→ Given records
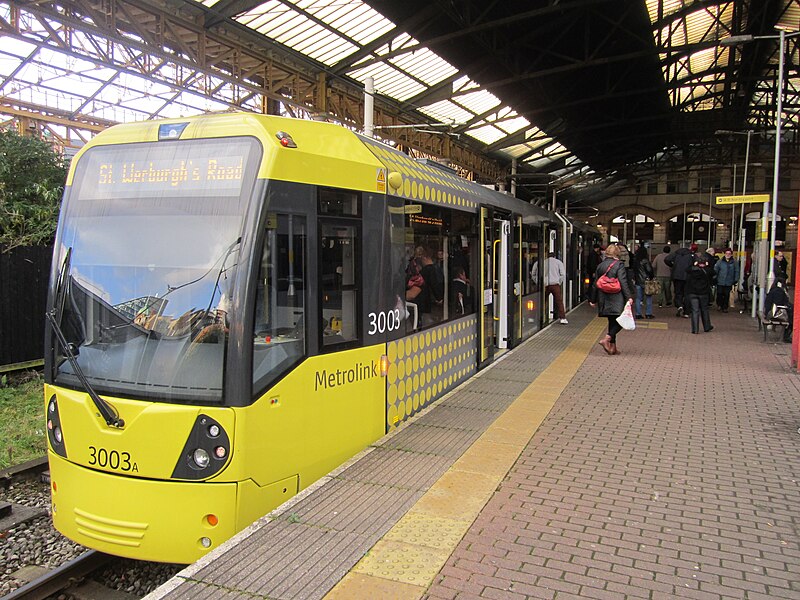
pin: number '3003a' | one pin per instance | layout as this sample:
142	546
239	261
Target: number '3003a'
111	459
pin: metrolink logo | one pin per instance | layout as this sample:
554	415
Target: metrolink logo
360	372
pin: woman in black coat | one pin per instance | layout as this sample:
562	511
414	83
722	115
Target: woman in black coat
611	305
698	291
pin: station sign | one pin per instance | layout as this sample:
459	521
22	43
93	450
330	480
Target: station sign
750	198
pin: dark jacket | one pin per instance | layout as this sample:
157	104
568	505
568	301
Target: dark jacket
642	270
727	272
699	276
680	261
611	305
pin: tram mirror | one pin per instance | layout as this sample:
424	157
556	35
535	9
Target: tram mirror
395	180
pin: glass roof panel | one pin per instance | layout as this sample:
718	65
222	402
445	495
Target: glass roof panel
425	65
389	81
8	64
514	125
698	24
478	102
670	7
445	111
488	134
17	47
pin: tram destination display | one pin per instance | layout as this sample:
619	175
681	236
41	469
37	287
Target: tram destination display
173	169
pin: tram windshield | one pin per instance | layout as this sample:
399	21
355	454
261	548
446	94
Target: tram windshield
154	231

→ Goal of the exercise
Please give the lines of the material as a numbered list, leaving out blank lines, starting at the line that contains "pin: tram destination" and continuing through the end of the material.

→ Exercise answer
1. pin: tram destination display | one pin per instance | layout as this sample:
2. 619	175
3. 681	236
4. 41	469
5. 37	287
6. Target: tram destination display
7. 173	169
8. pin: tram windshield | one pin per instance | layout as this sample:
9. 399	21
10. 355	454
11. 261	548
12. 446	94
13. Target: tram windshield
14. 154	231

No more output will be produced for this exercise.